## [Recorded data]
—————
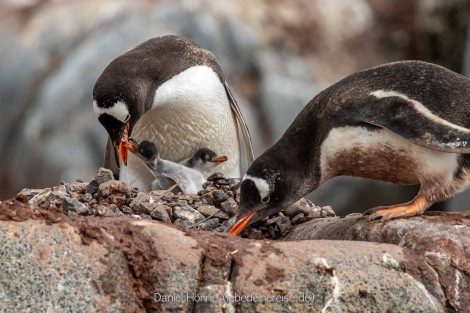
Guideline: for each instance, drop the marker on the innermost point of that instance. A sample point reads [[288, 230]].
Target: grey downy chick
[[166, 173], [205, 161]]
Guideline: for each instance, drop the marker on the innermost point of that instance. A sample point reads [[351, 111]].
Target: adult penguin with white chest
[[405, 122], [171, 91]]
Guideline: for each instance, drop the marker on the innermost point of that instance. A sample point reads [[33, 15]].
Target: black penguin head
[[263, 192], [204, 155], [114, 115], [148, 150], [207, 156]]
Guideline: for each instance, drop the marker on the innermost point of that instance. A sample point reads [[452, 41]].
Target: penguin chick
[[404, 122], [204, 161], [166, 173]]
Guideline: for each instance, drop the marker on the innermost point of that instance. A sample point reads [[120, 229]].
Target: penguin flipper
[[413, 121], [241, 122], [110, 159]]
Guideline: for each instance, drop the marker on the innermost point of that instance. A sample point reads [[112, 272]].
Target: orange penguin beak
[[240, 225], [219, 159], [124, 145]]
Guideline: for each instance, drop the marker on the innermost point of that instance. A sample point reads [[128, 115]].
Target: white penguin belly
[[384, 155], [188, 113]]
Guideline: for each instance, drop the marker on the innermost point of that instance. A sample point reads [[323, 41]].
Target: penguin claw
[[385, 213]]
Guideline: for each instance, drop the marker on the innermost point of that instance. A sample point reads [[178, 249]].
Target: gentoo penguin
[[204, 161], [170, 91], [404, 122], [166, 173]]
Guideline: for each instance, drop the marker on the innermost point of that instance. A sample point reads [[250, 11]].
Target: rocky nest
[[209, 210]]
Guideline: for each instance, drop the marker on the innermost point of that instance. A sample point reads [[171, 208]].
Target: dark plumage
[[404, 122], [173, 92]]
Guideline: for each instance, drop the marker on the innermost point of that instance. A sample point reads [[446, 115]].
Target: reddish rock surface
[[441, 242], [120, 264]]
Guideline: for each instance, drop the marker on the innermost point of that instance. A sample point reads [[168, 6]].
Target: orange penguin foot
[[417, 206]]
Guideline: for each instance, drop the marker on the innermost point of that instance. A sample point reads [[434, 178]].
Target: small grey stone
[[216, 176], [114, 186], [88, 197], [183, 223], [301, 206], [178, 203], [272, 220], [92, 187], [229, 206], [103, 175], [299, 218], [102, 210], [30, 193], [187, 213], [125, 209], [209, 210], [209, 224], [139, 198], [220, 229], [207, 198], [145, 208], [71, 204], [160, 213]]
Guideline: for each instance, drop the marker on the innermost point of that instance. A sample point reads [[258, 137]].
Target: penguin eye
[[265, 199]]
—————
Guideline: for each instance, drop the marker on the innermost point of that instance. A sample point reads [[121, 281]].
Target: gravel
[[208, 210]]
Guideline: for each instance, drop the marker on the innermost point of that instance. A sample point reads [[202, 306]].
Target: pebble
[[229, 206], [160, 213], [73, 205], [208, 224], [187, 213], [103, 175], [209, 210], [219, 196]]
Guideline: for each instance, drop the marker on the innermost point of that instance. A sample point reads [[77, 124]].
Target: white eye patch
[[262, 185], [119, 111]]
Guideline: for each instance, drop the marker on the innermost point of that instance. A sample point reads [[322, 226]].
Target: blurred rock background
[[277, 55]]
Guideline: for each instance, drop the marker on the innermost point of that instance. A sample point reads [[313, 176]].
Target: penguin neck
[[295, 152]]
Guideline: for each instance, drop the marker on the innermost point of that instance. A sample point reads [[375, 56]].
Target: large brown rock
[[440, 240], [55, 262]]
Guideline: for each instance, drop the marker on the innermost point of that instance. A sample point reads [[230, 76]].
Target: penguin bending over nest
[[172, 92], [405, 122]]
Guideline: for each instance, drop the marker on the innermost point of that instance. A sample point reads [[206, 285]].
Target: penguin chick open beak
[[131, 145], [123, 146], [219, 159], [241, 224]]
—————
## [THE EXERCISE]
Arrange the items in the stretch from the line containing "reads [[128, 115]]." through the line containing "[[204, 161], [170, 91], [404, 122], [166, 173]]" as a two-column CSV headed item_text and answer, with one row per item. Put each field in quotation marks and turn any line breaks into spaces.

## [SOLUTION]
item_text,answer
"Guideline: for each instance, drop the marker on the innermost point of that instance. A sample point reads [[128, 115]]. Target: white penguin belly","[[384, 155], [188, 113]]"
"Guideline: for each instance, drop the marker on the innermost point of that instance. A sample point reads [[323, 41]]. Target: penguin claw","[[385, 213]]"
"Guideline: for each instance, drop the marker on the innermost point of that instance. A sample point reads [[178, 249]]. Target: gentoo penguin","[[204, 161], [170, 91], [404, 122], [166, 173]]"